Quote:
Originally posted by F1098
I only work with STEP and IGIS files. Catia and AUTOCAD and lots and lots of CFD work. I don't know if that qualifies me as a serious computer user but perhaps you can reconsider.
Nope, still light user. Unless you're doing live renderings or simulations. CAD is not CPU intensive enough to qualify. Anything that can be capable run on a $200 piece of hardware isn't serious.
Quote:
Originally posted by F1098
Ya, chiclets aren't like a full keyboard but agile fingers on an airplane can produce good work for completion in my luxe office environment.
Doesn't refute my statement that it isn't a full keyboard. Your particular environment is irrelevant to your keyboard. There is nothing stopping you from buying a real keyboard that offers infinitely better lifespan, durability, tactile response, or actuation. Just don't state that chiclet keyboard is a full keyboard.
Quote:
Originally posted by F1098
Don't quite understand EL's comment on repair when shit breaks. What breaks?
Motherboards, GPUs, hard-drives, screens, keyboards, practically everything. But with a laptop, you don't have options.
==================================================
→ **Tasks for this exercise**:
a) In the forum exchange, what does the reply say someone would need to be doing to count as more than a light user?
b) Which hardware parts does the last reply in the forum exchange name as things that break? List every one.
c) Retype the forum exchange, beginning at the words "Nope, still light" and stopping after "is a full keyboard.".
==================================================
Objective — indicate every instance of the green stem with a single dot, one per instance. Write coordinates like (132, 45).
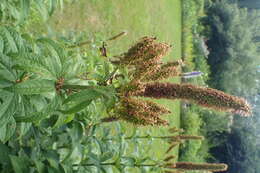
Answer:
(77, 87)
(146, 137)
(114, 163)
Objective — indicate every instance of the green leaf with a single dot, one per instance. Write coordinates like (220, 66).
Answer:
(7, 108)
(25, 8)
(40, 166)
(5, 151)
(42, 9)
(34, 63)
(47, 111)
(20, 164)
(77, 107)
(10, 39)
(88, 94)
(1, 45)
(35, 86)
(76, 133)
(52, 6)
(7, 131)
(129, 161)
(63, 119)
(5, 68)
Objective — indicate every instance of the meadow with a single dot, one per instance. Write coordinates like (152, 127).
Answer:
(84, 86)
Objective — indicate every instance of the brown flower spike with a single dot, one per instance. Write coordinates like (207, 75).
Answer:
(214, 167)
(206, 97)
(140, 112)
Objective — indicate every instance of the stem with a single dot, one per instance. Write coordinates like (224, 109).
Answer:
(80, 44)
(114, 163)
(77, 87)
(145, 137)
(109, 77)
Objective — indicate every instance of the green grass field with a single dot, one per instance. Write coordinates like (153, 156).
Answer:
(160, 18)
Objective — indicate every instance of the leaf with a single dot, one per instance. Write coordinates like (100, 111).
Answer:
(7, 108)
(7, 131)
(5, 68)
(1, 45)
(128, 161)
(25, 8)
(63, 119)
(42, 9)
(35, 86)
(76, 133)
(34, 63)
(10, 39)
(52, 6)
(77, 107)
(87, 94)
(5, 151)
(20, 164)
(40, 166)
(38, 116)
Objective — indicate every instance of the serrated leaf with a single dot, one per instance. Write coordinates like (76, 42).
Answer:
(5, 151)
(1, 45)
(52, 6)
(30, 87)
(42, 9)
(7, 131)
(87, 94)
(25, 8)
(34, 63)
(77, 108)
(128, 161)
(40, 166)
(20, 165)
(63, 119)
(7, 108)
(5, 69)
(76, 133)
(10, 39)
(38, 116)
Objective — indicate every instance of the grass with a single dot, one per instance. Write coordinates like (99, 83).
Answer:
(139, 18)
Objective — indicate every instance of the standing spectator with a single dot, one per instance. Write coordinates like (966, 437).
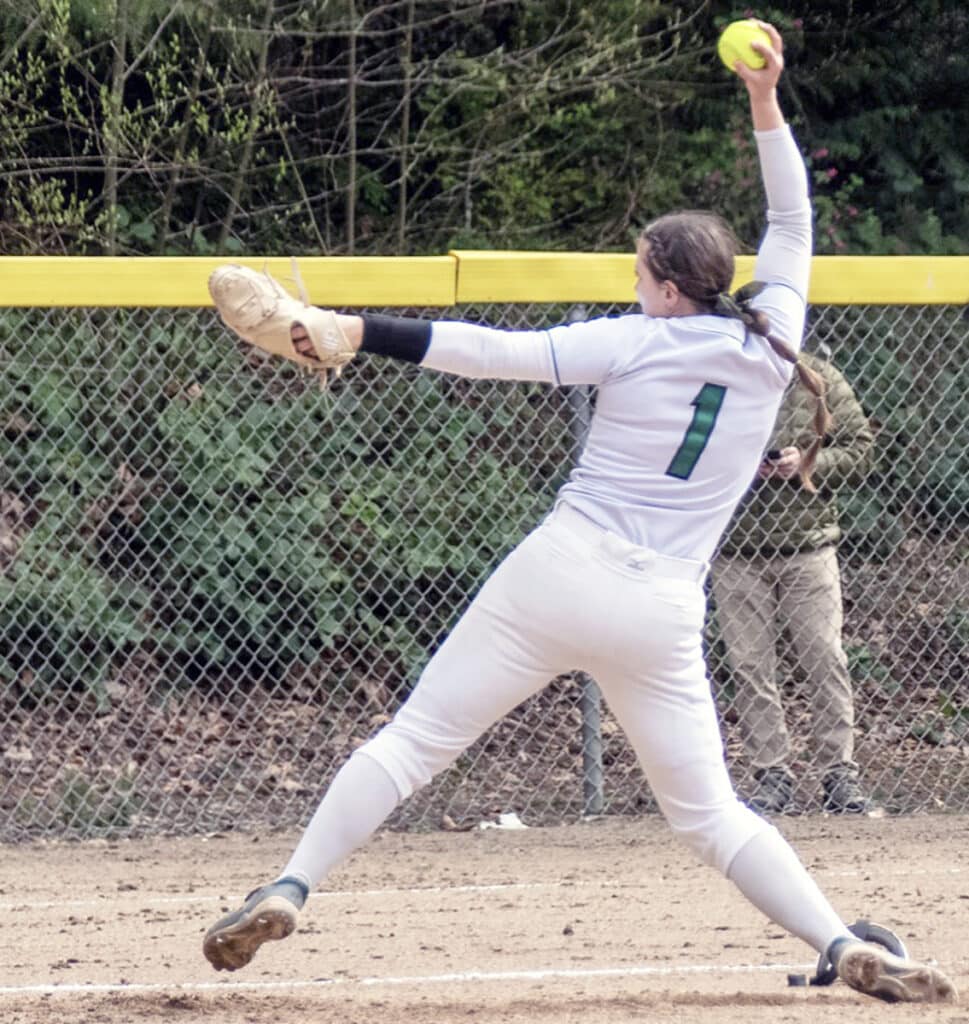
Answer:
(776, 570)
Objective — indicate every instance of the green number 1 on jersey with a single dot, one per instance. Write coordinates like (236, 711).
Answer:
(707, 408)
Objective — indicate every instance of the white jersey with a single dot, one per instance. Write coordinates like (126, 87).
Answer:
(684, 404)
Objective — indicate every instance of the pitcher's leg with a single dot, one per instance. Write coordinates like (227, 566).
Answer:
==================================================
→ **In response**:
a) Live renderings or simulations.

b) Motherboards, GPUs, hard-drives, screens, keyboards

c)
Nope, still light user. Unless you're doing live renderings or simulations. CAD is not CPU intensive enough to qualify. Anything that can be capable run on a $200 piece of hardware isn't serious.
Quote:
Originally posted by F1098
Ya, chiclets aren't like a full keyboard but agile fingers on an airplane can produce good work for completion in my luxe office environment.
Doesn't refute my statement that it isn't a full keyboard. Your particular environment is irrelevant to your keyboard. There is nothing stopping you from buying a real keyboard that offers infinitely better lifespan, durability, tactile response, or actuation. Just don't state that chiclet keyboard is a full keyboard.